● **SOURCE EXCERPT**:

Obviously this algorithm decreases successively the criterion Q, (2), and insofar approximates a solution to the stated co-clustering problem. Note that ties, empty classes, local optima, and oscillating partitions may be possible and must be considered or avoided in a corresponding computer program.

3 Clustering of Variables Around Latent Factors

In this section, we describe a method for one-way clustering of the p variables (columns) of a data matrix \(X = (x_{ij})\) that has been proposed by Vigneau and Qannari [43] and uses squared correlations for measuring the similarity between two variables. In fact, we show that this method and the related clustering criterion can be derived, as a special case, from a relatively general probabilistic clustering model that characterizes each cluster of variables by a class-specific latent factor. In the following Sect. 4 this model will be integrated in our co-clustering models (12) and (13) for the objects and variables of X.

In many practical contexts, the similarity of two random variables \(Y_j, Y_{j'}\) is measured by their squared correlation \(r^2(Y_j, Y_{j'}) := Corr^2(Y_j, Y_{j'})\). Similarly, in case of a \(n \times p\) data matrix \(X = (x_{ij}) = (y_1,...,y_p)\), where the j-th column \(y_j = (x_{1j},...,x_{nj})^\top \) represents the j-th variable, the similarity of \(y_j\) and \(y_{j'}\) (or j and \(j'\)) is measured by the square of the empirical correlation

$$\begin{aligned} \quad r(y_j, y_{j'}) := \frac{ s_{y_j, y_{j'}} }{ \sqrt{ s_{y_j, y_j} s_{y_{j'}, y_{j'}} } } \nonumber \end{aligned}$$

with

$$\begin{aligned} s_{y_j, y_{j'}} := (1/n) \ \sum _{i=1}^n (x_{i,j} - \bar{x}_{\cdot ,j}) (x_{i,j'} - \bar{x}_{\cdot ,j'}) = (1/n)\ y_j^\top y_{j'} \nonumber , \end{aligned}$$

where \(\bar{x}_{\cdot , j} := (\sum _{i=1}^n x_{ij})/n\) is the mean of the n entries in the column j of X and the last equality sign holds for centered columns \(y_j\) (i.e., \(\bar{x}_{\cdot , j} = 0\)).

● **EXERCISE TASK**: Extend the excerpt on clustering variables around latent factors, starting right after its last sentence and keeping its notation.

● **DATA PROVIDED**:
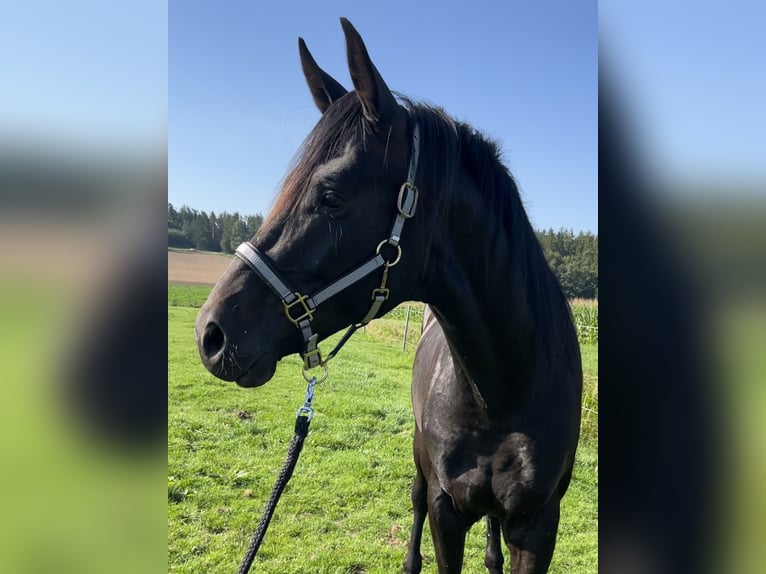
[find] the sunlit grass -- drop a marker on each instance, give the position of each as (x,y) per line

● **RESULT OF THE EXERCISE**:
Vigneau and Qannari have integrated this similarity concept into the search for an optimal \(\ell \)-partition \(\mathcal{B} = (B_1,..., B_\ell )\) of the set \(\mathcal{M}\) of variables (columns of X). In order to formulate a corresponding clustering criterion, they define, for each class \(B_t\), a suitable ‘prototype variable’ or ‘class representative’. Instead of choosing one of the observed variables (columns) \(y_j\) from \(B_t\) (medoid approach), they construct a synthetic one, i.e., a virtual column \(c \in \mathfrak {R}^n\) in X. More specifically (and for centered columns \(y_j\)), they define the prototype vector \(c_{B_t} := (c_{t1},..., c_{tn})^\top \in \mathfrak {R}^n\) to be the vector \(c \in \mathfrak {R}^n\) that is most ‘similar’ to the variables in \(B_t\) in the sense

$$\begin{aligned} S(c; B_t) := \sum _{j\in B_t} r^2(y_j, c) = (1/n)\ c^\top X_{B_t} X^\top _{B_t} c \quad \rightarrow \quad \max _{c \in \mathfrak {R}^n, ||c|| = 1}, \end{aligned}$$
(5)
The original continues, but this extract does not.